Rewrite the listing from the line containing "Identify and tightly box the pink and" through the end of the listing, requests included. Shift every bounding-box coordinate in the answers up by 147, and keep the requests and their sample boxes unchanged.
───── AVAILABLE RECORDS
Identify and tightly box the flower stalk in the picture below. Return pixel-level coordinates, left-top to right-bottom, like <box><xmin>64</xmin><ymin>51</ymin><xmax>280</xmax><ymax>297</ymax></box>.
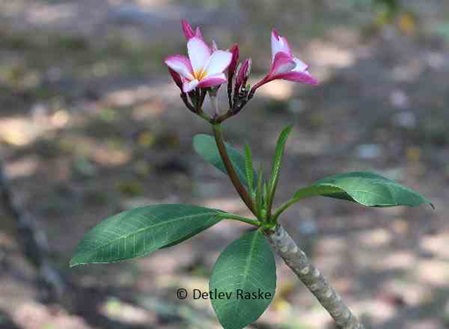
<box><xmin>212</xmin><ymin>124</ymin><xmax>256</xmax><ymax>214</ymax></box>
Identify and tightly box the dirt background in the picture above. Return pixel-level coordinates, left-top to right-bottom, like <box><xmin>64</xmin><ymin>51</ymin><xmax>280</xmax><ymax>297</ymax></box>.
<box><xmin>0</xmin><ymin>0</ymin><xmax>449</xmax><ymax>329</ymax></box>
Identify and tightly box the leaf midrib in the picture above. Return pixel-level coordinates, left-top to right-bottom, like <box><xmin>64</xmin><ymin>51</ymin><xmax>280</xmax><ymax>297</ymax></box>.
<box><xmin>75</xmin><ymin>212</ymin><xmax>217</xmax><ymax>259</ymax></box>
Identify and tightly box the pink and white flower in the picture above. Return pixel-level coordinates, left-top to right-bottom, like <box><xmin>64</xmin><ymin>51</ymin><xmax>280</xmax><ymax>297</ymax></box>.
<box><xmin>182</xmin><ymin>19</ymin><xmax>203</xmax><ymax>40</ymax></box>
<box><xmin>165</xmin><ymin>36</ymin><xmax>232</xmax><ymax>93</ymax></box>
<box><xmin>253</xmin><ymin>29</ymin><xmax>318</xmax><ymax>91</ymax></box>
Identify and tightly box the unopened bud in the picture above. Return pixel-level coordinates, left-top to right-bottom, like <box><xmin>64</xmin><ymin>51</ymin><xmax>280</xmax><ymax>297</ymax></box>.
<box><xmin>168</xmin><ymin>68</ymin><xmax>182</xmax><ymax>91</ymax></box>
<box><xmin>228</xmin><ymin>44</ymin><xmax>240</xmax><ymax>80</ymax></box>
<box><xmin>235</xmin><ymin>58</ymin><xmax>251</xmax><ymax>92</ymax></box>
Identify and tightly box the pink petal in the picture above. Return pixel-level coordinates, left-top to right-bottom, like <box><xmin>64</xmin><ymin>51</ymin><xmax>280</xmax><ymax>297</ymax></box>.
──────────
**EXERCISE RESPONSE**.
Identify and tightly box the pink and white flower in the picture above. Return pixel-level coordinates, left-top to right-bottom, like <box><xmin>64</xmin><ymin>51</ymin><xmax>280</xmax><ymax>297</ymax></box>.
<box><xmin>329</xmin><ymin>166</ymin><xmax>350</xmax><ymax>187</ymax></box>
<box><xmin>312</xmin><ymin>183</ymin><xmax>379</xmax><ymax>240</ymax></box>
<box><xmin>400</xmin><ymin>176</ymin><xmax>465</xmax><ymax>238</ymax></box>
Identify and tightly box the unopened bud in the picture above. Return pixel-level coordinates, left-top to right-bottom, like <box><xmin>64</xmin><ymin>51</ymin><xmax>280</xmax><ymax>297</ymax></box>.
<box><xmin>315</xmin><ymin>215</ymin><xmax>329</xmax><ymax>238</ymax></box>
<box><xmin>375</xmin><ymin>191</ymin><xmax>387</xmax><ymax>227</ymax></box>
<box><xmin>382</xmin><ymin>205</ymin><xmax>398</xmax><ymax>239</ymax></box>
Identify and tightly box the pink petal in the picture above. Return pixel-level coordinates, left-top to right-bottom, like <box><xmin>64</xmin><ymin>51</ymin><xmax>280</xmax><ymax>297</ymax></box>.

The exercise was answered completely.